> [Document extract]:
···

Part (a): Which Models Give the Best Performance?

MARS achieves the lowest test RMSE (1.172), followed by SVM (2.073), NNet (2.501), and KNN (3.122).

MARS wins for structural reasons: the true data-generating function is a sum of smooth low-dimensional terms (a sine interaction, a quadratic, two linears), exactly the kind of structure that MARS’s piecewise polynomial basis represents efficiently. The best-tuned model used degree = 2 (allowing interactions between predictors) and 14 pruned terms.

SVM is the second-best model. Its RBF kernel can represent arbitrary smooth functions, but unlike MARS it has no mechanism for discarding noise predictors, so the five uninformative dimensions add estimation variance.

KNN performs worst. Euclidean distance is computed across all 10 predictors; the five noise dimensions dilute the signal from the informative ones, so even the optimal k gives a poor bias-variance trade-off.

Part (b): Does MARS Select the Informative Predictors?

vi_72 <- varImp(mars_72)$importance
vi_72$Predictor <- rownames(vi_72)

# varImp drops zero-importance predictors — rebuild with all 10 explicitly
all_preds <- data.frame(Predictor = paste0("X", 1:10), Overall = 0)
all_preds$Overall <- ifelse(
  all_preds$Predictor %in% vi_72$Predictor,
  vi_72$Overall[match(all_preds$Predictor, vi_72$Predictor)], 0
)

···

> [Check your understanding]:
1. In the model comparison text, what degree and number of pruned terms did the best-tuned MARS model use?
2. Carry the model comparison text forward from its final line of code.

> [Available data]:
···

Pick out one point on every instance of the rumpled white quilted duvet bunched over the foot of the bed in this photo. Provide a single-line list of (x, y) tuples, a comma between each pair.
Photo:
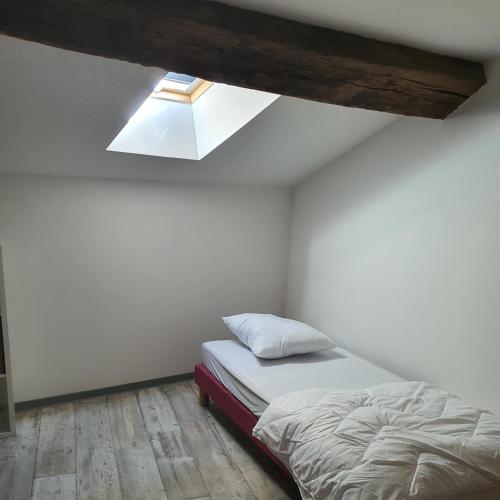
[(405, 440)]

···

> [Answers provided]:
1. It used degree = 2 and 14 pruned terms.

2.
all_preds$Role <- ifelse(all_preds$Predictor %in% paste0("X", 1:5),
                         "Informative (X1-X5)", "Noise (X6-X10)")

# Hardcode exact order: noise group at bottom, informative sorted by importance
desired_order <- c("X6","X7","X8","X9","X10","X3","X5","X2","X4","X1")
all_preds$Predictor <- factor(all_preds$Predictor, levels = desired_order)

ggplot(all_preds, aes(x = Predictor, y = Overall, fill = Role)) +
  geom_col(width = 0.6) +
  coord_flip() +
  scale_fill_manual(
    values = c("Informative (X1-X5)" = "#2166ac",
               "Noise (X6-X10)"      = "#d73027")
  ) +
  labs(
    title    = "MARS Correctly Identifies Informative Predictors and Discards Noise",
    subtitle = "All five noise predictors (X6-X10) receive exactly zero importance",
    x = NULL, y = "Importance (scaled 0-100)", fill = NULL
  ) +
  theme_minimal(base_size = 13)

vi_72 <- arrange(all_preds, desc(Overall))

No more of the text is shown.